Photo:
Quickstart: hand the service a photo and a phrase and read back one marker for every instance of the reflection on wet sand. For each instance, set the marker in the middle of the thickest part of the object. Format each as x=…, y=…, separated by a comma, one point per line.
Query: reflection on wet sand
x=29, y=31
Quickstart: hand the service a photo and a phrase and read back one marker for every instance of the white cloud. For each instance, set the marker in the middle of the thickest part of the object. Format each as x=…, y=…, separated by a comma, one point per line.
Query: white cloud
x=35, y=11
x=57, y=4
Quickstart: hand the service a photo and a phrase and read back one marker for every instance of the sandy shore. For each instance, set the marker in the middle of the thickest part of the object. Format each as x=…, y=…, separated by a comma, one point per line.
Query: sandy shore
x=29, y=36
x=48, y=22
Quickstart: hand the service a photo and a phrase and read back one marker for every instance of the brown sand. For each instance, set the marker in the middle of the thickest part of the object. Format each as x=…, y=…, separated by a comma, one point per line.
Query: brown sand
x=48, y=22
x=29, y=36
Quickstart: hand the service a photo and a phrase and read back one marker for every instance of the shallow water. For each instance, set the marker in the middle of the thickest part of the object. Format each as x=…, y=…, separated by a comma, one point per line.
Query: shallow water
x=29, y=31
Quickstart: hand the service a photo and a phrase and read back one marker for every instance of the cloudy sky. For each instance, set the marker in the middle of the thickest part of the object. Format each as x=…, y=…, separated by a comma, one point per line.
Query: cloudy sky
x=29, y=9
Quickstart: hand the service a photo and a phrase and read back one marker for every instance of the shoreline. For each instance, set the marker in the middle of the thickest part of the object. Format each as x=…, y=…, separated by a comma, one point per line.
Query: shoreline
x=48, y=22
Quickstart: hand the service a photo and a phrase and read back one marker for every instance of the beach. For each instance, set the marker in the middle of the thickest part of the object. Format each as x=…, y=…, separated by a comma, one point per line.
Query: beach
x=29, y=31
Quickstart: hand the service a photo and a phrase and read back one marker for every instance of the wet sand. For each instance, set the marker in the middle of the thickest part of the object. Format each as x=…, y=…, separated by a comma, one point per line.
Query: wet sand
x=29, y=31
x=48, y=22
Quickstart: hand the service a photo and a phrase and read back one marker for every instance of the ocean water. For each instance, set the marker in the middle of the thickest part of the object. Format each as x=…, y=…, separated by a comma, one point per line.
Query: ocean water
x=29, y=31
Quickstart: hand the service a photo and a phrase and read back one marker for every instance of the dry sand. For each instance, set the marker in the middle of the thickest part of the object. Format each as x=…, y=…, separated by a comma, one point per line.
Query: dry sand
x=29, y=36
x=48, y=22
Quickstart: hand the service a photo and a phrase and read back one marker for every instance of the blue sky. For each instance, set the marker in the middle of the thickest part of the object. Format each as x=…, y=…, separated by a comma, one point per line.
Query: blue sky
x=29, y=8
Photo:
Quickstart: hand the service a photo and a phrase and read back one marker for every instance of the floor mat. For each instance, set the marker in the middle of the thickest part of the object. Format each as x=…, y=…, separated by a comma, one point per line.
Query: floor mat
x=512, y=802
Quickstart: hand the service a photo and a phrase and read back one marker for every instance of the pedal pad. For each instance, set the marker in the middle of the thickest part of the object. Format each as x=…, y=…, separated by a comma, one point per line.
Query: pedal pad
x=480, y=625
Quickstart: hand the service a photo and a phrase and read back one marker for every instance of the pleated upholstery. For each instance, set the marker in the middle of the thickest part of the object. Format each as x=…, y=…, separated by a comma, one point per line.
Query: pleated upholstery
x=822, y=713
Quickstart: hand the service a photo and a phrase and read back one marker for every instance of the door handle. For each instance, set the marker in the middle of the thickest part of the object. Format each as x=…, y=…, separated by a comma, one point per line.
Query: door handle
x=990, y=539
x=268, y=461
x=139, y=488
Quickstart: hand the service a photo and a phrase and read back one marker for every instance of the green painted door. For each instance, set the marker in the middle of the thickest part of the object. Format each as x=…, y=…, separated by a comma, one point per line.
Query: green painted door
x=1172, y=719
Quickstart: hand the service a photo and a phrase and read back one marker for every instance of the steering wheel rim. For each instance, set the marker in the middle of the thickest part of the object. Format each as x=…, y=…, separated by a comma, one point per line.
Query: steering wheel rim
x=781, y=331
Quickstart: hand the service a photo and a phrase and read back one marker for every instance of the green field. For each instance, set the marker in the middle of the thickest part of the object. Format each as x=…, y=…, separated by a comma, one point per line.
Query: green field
------------
Reproduce the listing above in full, substituting "widest part" for every occurrence of "thickest part" and leaving everything else unchanged.

Answer to this problem —
Photo:
Quickstart: hand the service a photo and a phrase and read back one marker for every instance of the reflection on wet sand. For each instance, set the marker in the middle of the widest part of the object. Format each as x=…, y=…, separated by a comma, one point per line.
Query: reflection on wet sand
x=29, y=31
Quickstart: hand the service a photo and a phrase and read back one marker for every instance of the white cloud. For each instance, set the marker in the middle of the widest part of the object. Format each as x=…, y=…, separated by a comma, one point per line.
Query: white cloud
x=35, y=11
x=57, y=4
Quickstart: hand the service a photo and a phrase and read back one marker for every instance of the sandy shore. For each instance, set the marker in the middle of the widest part of the object. Format each as x=…, y=…, separated by a comma, one point per line.
Query: sandy shore
x=29, y=36
x=48, y=22
Quickstart: hand the service a photo and a phrase and read back one marker for every instance of the brown sand. For each instance, set the marker in the middle of the widest part of the object. Format each as x=…, y=…, separated by a comma, one point per line.
Query: brown sand
x=48, y=22
x=29, y=36
Quickstart: hand the service a photo and a phrase and read back one marker for every instance of the shallow water. For each instance, set the marker in the middle of the widest part of the object. Format each as x=…, y=…, separated by a comma, one point per line.
Query: shallow water
x=29, y=31
Quickstart: hand the service a photo and a phrase and read back one marker for every instance of the cloudy sky. For each instance, set the marker in the middle of the widest part of the object. Format each as x=…, y=…, separated by a comma, one point per line.
Query: cloudy sky
x=29, y=9
Quickstart: hand the service a photo and a phrase and read back one marker for every instance of the shoreline. For each instance, set the marker in the middle of the widest part of the object. Format each as x=…, y=…, separated by a comma, one point per line.
Query: shoreline
x=48, y=22
Quickstart: hand the service a photo and a phrase and read back one marker for every instance of the beach. For each instance, set the marker in the middle of the widest part of the object. Format each as x=…, y=…, separated by a comma, one point per line.
Query: beach
x=29, y=31
Quickstart: hand the service a photo and a phrase and read back one marker for every instance of the wet sand. For each instance, set the marker in the middle of the widest part of the object. Format each as x=…, y=…, separated by a comma, one point per line.
Query: wet sand
x=29, y=31
x=48, y=22
Quickstart: hand the service a photo and a phrase and read back one marker for every instance of the ocean water. For each instance, set the marker in the middle of the widest part of the object. Format each as x=…, y=…, separated by a comma, one point per line.
Query: ocean water
x=29, y=31
Quickstart: hand the service a photo and a phrase and read back one marker for every instance of the dry sand. For each instance, set the marker in the middle of the widest part of the object. Format each as x=…, y=…, separated by a comma, one point per line.
Query: dry sand
x=29, y=36
x=48, y=22
Quickstart: hand the service a photo and a phrase and read back one marker for every instance of the blue sky. For each instance, set the marker in the middle of the widest part of the object. Format each as x=…, y=…, separated by a comma, one point per line.
Query: blue sky
x=29, y=8
Photo:
Quickstart: hand the service a photo and a phrase and read back one marker for every instance of the floor mat. For each instance, set the marker in the middle of the widest part of the object. Format each as x=…, y=…, separated by a comma, one point per line.
Query: floor mat
x=512, y=802
Quickstart: hand the service a photo and a phrase and read back one marker for every instance of the pedal pad. For each instance, set the marker in the middle of the widest part of the object. Format each as x=…, y=…, separated by a comma, one point per line.
Query: pedal pad
x=480, y=625
Quickstart: hand the service a photo and a phrase and read back one marker for every instance of the pleated upholstery. For each instance, set the marker in the middle of the widest part of the object. Format each as x=…, y=…, separated by a comma, one point per line.
Query: pleated upholstery
x=822, y=713
Quickstart: hand the service a photo and a phrase and read back one marker for every instance of the door handle. For each instance, set the marker in the middle of the widest part of the object. Format each as x=…, y=…, separated by a comma, one point per line.
Query: door handle
x=990, y=539
x=268, y=461
x=139, y=488
Quickstart: hand the service a photo and a phrase and read back one marker for every instance of the green painted door. For each instance, set the marker in the middle of the widest part of the object. Format each as x=…, y=…, separated by a comma, one point per line.
Query: green painted door
x=1172, y=719
Quickstart: hand the service a photo and a phrase and read back one marker for every instance of the steering wheel rim. For each instance, set the marker in the middle of the widest part of the object. Format each as x=…, y=…, separated by a comma, one point per line.
Query: steering wheel rim
x=781, y=331
Quickstart: hand the service a photo and a phrase and read back one marker for every instance of the green field. For each instance, set the marker in the middle of the widest part of the object. Format each as x=…, y=…, separated by a comma, one point per line.
Query: green field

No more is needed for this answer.